Exercise tasks:
1. From the tribute article, list the musical works the SLSO will perform in its tribute to Holmes.
2. Reproduce everything in the tribute article from "The SLSO will" down to "on the latter.", substituting "Saturday night" for "tomorrow night".

Exercise text:

====

St. Louis Symphony Pays Tribute to Timpanist Richard Holmes
Richard Holmes was the St. Louis Symphony's Principal Timpanist for 41 years. He died last June after several years of dealing with cancer. "When you think about classical music, it is a reflection of all aspects of living, of a culture," says SLSO Percussionist John Kasica, who worked with Holmes when they were both students at Julliard and played with him for nearly his entire tenure with the SLSO. "[Holmes] taught people how to be excellent through classical music and also just in their lives. It was an honor and privilege to play with him."
Courtesy of the St. Louis Symphony Richard Holmes plays with the SLSO
In addition to his work as a timpanist, Holmes conducted youth symphonies; rode horses; painted; spoke German, Italian and French; and made his own drum sticks. "He was a great innovator," says Kasica. "His life reflected a way of living that I try to emulate."
The SLSO will pay tribute to Holmes tomorrow night at Powell Symphony Hall with its performance of Dvorak's Symphony No. 7, Crumb's A Haunted Landscape and Richard Strauss' Four Last Songs. St. Louis native Christine Brewer will sing the soprano roles on the latter.

====

Provided information:
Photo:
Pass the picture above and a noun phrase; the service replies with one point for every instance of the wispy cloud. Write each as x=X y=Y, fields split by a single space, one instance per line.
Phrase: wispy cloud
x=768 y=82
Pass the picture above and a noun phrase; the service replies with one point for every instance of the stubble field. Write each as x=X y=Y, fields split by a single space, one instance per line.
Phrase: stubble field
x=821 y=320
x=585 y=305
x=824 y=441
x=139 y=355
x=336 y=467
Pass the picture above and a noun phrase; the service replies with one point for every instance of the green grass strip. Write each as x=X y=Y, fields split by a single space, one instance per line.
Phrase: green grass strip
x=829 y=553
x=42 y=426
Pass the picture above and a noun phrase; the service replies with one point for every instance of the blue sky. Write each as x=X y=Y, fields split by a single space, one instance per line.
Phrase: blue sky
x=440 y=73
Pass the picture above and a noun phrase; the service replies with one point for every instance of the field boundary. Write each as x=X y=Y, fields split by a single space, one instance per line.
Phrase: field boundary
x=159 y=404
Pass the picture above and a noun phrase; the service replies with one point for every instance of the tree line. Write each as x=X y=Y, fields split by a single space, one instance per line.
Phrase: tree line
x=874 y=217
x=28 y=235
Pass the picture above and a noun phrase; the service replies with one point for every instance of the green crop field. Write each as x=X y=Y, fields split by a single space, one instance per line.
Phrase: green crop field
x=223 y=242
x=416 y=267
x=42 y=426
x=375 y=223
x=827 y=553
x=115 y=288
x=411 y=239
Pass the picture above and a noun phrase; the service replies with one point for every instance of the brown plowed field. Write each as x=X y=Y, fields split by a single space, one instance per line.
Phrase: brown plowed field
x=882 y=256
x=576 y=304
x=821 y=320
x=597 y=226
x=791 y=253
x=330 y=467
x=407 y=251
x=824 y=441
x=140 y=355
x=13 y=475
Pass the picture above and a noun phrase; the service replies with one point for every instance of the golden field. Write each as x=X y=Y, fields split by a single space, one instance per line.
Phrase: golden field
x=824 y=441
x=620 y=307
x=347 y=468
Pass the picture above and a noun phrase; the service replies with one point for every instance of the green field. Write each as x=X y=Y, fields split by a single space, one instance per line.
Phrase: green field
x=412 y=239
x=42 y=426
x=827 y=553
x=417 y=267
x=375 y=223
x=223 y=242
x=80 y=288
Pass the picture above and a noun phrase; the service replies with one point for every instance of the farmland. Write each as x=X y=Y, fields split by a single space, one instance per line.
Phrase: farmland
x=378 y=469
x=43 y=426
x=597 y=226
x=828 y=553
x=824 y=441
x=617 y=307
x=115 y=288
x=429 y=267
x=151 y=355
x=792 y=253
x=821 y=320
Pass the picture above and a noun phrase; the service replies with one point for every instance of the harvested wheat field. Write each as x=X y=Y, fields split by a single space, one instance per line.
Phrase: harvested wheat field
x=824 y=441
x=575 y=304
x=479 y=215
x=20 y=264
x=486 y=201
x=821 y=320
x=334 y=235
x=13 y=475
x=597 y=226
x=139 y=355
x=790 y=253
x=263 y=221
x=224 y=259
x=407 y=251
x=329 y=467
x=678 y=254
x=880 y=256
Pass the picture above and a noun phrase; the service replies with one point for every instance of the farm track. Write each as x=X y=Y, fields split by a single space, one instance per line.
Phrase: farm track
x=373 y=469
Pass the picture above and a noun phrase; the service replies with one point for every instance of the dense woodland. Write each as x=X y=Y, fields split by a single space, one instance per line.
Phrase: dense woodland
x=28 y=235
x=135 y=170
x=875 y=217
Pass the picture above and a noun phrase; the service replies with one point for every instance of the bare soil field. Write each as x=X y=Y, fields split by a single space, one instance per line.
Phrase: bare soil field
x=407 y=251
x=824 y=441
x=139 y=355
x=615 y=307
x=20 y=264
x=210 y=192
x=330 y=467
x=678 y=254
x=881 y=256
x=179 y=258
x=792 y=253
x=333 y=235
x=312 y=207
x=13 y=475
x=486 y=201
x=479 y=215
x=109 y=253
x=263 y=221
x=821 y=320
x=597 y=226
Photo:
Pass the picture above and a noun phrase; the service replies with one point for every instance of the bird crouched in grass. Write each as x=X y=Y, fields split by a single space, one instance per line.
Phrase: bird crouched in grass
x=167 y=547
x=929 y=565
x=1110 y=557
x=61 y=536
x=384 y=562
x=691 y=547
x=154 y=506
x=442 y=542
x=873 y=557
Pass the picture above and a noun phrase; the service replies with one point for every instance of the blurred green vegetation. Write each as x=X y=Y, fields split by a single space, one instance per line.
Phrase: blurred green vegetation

====

Task-by-task solutions:
1.
Dvorak's Symphony No. 7
Crumb's A Haunted Landscape
Richard Strauss' Four Last Songs

2.
The SLSO will pay tribute to Holmes Saturday night at Powell Symphony Hall with its performance of Dvorak's Symphony No. 7, Crumb's A Haunted Landscape and Richard Strauss' Four Last Songs. St. Louis native Christine Brewer will sing the soprano roles on the latter.